(Excerpt to read)
________________________
What Are The Differences?

A young woman with anorexia nervosa is typically a perfectionist and a high achiever in school or in her career. At the same time, she suffers from low self-esteem, irrationally believing she is overweight regardless of how thin she becomes. Desperately needing a feeling of mastery over her life, the young woman with anorexia nervosa experiences a sense of control only when she says “no” to the normal food demands of her body. In a relentless pursuit to be thin, the young woman starves herself. This often reaches the point of serious damage to the body, and in a small number of cases may lead to death.

An elderly woman with anorexia nervosa, is not as common, however elderly women who have been diagnosed with eating disorders often have the same underlying emotional triggers that are linked to eating disorders in younger women. The difference lies in the specific nature of these triggers, such as divorce or serious health issues. Even “positive” life changing events such as retirement or becoming a new grandparent can be emotional triggers that can lead elderly women into self-doubt and low-self esteem using food as a way to take control of their emotions. The loss of a spouse can often trigger unusual eating patterns. Not only do naturally strong emotions during this time play a factor in decreased appetite, but also this individual was likely the person with whom the elderly patient prepared and ate meals. The loss of a spouse can increase anxiety around food and meal times, which has the potential to snowball into an eating disorder.
________________________
(Given data)
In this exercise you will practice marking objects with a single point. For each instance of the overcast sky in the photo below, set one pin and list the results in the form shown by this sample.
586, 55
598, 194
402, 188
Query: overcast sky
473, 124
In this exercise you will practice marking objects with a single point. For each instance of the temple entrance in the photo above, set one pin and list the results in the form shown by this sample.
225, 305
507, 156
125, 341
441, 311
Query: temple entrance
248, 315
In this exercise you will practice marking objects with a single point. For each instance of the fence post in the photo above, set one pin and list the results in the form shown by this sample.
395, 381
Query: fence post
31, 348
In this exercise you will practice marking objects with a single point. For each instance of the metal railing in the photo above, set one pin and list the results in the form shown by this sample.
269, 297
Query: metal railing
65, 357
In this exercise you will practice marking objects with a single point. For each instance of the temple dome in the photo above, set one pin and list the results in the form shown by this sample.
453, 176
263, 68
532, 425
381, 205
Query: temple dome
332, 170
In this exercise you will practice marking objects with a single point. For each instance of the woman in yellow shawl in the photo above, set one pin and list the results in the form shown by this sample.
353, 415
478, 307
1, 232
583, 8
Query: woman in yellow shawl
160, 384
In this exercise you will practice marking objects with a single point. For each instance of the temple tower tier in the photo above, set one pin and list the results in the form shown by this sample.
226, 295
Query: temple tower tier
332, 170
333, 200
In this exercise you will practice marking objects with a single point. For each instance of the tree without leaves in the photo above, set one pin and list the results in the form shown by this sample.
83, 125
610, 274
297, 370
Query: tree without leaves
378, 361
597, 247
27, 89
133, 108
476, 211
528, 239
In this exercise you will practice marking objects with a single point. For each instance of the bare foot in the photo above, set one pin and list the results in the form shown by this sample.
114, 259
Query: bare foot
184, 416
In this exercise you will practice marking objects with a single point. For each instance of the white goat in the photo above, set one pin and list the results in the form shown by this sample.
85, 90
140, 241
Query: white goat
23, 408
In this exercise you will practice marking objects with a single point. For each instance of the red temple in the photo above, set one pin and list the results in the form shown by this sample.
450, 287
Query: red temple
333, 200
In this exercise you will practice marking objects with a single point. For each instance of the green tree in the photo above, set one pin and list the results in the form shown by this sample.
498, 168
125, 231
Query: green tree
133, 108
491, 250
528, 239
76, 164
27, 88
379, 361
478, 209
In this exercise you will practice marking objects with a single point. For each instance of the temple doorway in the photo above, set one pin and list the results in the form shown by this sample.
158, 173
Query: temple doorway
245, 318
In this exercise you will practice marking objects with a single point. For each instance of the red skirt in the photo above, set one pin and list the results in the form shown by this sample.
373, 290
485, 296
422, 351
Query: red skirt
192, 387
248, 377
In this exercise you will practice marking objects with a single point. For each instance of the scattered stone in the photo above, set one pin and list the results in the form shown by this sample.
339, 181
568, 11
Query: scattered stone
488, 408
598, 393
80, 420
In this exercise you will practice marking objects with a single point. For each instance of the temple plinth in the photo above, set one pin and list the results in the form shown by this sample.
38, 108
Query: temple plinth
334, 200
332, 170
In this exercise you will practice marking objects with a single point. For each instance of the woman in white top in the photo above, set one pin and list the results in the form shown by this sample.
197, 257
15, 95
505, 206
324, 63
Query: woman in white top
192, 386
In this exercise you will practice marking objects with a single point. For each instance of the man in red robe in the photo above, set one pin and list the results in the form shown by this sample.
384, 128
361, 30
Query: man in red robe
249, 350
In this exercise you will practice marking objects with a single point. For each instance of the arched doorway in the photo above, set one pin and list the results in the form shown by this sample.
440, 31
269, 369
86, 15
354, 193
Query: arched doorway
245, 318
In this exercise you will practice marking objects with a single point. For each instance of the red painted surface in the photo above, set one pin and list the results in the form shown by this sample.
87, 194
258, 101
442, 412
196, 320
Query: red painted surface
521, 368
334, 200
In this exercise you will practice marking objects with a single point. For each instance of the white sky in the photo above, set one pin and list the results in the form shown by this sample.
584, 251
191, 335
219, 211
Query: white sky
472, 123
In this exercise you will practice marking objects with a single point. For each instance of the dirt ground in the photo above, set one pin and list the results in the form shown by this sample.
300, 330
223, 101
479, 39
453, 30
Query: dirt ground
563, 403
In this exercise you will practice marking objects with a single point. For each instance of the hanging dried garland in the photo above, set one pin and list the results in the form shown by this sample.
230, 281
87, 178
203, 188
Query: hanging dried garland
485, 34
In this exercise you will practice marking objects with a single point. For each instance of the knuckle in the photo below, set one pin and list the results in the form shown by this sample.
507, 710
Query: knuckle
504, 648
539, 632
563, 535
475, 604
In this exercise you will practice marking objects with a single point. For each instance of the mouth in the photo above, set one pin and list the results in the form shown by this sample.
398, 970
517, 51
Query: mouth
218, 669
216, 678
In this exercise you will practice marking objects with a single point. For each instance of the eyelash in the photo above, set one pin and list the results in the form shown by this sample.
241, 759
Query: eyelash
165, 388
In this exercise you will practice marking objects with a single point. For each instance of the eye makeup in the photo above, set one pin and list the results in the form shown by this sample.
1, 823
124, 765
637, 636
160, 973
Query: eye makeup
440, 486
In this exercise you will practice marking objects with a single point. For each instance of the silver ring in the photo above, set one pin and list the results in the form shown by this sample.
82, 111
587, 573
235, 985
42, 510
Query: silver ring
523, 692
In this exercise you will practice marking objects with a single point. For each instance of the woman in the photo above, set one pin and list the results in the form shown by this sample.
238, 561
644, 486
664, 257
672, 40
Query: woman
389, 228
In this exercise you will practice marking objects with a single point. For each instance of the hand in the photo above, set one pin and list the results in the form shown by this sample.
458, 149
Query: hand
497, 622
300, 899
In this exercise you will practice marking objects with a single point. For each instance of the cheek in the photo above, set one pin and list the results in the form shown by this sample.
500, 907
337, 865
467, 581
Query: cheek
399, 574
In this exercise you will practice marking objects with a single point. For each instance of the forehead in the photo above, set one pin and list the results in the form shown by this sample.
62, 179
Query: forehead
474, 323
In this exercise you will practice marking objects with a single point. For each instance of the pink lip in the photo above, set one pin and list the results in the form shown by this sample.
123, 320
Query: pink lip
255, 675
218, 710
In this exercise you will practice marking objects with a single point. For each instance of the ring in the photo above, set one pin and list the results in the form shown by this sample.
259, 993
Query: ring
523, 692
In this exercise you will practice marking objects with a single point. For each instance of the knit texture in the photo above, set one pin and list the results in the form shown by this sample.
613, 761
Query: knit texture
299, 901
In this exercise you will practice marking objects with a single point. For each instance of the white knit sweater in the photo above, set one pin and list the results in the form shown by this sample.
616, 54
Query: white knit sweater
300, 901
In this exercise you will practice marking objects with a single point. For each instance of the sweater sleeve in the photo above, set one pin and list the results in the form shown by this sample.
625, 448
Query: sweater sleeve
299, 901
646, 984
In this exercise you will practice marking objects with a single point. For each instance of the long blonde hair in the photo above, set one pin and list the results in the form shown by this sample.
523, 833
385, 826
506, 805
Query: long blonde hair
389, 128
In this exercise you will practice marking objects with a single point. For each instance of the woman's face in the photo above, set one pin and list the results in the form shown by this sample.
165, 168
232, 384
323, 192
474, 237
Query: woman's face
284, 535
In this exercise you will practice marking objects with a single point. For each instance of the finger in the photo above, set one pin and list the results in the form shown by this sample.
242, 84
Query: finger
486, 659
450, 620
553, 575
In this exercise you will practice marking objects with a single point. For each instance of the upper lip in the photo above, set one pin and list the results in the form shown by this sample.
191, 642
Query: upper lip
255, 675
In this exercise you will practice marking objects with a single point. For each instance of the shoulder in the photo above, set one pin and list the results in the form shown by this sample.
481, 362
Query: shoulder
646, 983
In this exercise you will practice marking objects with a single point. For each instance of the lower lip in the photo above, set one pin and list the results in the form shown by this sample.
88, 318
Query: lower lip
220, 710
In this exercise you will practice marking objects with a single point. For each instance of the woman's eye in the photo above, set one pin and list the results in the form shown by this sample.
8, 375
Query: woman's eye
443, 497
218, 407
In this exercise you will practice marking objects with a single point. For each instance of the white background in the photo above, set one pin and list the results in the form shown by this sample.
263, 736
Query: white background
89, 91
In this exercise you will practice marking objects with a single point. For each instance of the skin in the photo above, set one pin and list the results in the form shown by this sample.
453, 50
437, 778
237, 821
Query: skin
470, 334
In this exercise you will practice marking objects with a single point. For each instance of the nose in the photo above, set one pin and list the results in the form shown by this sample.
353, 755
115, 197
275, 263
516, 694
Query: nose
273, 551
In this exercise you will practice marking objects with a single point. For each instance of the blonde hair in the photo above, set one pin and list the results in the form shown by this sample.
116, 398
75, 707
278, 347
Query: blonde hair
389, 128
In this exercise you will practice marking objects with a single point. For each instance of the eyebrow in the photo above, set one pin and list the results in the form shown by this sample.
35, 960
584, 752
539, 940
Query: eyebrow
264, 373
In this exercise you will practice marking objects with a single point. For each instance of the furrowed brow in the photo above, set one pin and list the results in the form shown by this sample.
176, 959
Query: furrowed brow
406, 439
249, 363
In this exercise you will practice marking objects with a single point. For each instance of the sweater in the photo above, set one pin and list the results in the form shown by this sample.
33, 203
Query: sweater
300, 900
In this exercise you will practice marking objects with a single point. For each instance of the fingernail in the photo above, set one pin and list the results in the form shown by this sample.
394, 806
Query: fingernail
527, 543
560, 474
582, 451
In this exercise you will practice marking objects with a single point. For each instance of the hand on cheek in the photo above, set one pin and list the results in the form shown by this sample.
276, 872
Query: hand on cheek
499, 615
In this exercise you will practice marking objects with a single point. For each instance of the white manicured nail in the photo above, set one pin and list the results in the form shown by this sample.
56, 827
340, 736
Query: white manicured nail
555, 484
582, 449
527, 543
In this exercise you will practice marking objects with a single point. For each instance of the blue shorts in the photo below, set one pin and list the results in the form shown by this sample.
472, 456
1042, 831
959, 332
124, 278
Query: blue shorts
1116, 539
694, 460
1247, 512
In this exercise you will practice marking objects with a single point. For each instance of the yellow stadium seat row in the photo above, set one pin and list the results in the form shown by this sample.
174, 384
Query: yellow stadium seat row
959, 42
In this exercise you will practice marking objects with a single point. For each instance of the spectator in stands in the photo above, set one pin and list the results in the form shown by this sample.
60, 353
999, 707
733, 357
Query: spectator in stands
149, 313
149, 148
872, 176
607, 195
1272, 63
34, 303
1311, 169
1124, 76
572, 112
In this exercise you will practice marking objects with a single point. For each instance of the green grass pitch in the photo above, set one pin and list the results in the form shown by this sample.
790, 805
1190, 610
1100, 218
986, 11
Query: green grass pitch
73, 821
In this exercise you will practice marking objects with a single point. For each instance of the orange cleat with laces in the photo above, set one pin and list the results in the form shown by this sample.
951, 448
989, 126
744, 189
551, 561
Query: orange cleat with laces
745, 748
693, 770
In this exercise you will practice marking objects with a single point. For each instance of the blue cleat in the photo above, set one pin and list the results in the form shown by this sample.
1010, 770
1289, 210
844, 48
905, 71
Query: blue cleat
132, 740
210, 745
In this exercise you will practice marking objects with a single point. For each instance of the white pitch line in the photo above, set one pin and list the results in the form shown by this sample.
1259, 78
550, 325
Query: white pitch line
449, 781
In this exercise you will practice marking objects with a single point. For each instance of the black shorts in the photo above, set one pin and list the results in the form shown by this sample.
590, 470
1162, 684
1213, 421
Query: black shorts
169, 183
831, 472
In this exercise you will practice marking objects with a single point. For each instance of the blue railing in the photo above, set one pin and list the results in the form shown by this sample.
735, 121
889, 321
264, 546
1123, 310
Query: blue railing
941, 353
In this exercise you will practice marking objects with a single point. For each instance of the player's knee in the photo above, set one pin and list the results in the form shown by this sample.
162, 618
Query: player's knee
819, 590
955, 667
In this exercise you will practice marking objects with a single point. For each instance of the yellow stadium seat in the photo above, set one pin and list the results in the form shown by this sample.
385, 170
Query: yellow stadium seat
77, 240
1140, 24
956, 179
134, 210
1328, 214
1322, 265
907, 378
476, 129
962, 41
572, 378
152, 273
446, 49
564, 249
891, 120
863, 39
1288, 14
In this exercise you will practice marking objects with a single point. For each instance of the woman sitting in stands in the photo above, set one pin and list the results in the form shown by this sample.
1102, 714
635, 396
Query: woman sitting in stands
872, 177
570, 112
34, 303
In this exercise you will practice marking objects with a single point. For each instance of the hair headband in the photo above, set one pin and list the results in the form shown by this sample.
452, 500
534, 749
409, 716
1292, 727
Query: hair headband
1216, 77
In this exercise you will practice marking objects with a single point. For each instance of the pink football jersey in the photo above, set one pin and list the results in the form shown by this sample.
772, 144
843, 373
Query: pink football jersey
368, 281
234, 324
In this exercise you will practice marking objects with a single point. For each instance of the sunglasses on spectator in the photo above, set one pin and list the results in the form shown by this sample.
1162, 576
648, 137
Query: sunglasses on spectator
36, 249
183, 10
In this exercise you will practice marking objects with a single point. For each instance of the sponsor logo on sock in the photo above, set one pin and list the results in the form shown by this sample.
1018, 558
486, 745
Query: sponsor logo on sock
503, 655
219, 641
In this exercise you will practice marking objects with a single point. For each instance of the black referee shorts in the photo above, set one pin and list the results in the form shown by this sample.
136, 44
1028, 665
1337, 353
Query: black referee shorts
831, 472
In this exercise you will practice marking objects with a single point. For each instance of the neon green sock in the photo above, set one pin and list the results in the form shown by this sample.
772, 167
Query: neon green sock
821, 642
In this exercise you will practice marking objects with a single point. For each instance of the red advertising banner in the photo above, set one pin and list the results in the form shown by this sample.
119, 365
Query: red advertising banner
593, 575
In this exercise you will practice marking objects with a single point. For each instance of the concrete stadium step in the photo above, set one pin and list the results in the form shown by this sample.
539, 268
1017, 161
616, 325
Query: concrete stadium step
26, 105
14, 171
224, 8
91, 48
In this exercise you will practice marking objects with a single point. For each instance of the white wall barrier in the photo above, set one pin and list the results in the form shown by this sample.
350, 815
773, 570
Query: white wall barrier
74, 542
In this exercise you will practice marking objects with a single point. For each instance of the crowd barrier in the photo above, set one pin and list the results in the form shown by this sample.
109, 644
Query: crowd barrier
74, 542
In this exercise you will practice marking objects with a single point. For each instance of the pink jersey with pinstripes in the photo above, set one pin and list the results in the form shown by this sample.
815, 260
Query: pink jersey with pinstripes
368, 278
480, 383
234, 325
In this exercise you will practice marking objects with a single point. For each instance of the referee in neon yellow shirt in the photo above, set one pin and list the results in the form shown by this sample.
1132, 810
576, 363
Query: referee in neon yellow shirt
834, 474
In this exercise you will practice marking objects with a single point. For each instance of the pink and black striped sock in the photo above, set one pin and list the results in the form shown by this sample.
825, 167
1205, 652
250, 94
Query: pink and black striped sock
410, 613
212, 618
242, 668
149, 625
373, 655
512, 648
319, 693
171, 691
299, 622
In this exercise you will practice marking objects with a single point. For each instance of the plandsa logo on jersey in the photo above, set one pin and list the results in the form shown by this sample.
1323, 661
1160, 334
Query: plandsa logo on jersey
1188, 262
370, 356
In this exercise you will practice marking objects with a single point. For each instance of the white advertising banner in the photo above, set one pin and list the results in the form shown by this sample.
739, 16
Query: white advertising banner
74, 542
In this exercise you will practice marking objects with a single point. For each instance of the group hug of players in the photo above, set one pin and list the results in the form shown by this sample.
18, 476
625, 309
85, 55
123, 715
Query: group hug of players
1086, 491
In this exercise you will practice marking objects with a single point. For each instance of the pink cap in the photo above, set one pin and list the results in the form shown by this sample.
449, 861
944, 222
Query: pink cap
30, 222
________________________
(Instructions to follow) Please reproduce the text on anorexia nervosa in young and elderly women word for word, from "A young woman" up to and including "lead to death.". The listing has no connection to the text on eating disorders.

(Result of the exercise)
A young woman with anorexia nervosa is typically a perfectionist and a high achiever in school or in her career. At the same time, she suffers from low self-esteem, irrationally believing she is overweight regardless of how thin she becomes. Desperately needing a feeling of mastery over her life, the young woman with anorexia nervosa experiences a sense of control only when she says “no” to the normal food demands of her body. In a relentless pursuit to be thin, the young woman starves herself. This often reaches the point of serious damage to the body, and in a small number of cases may lead to death.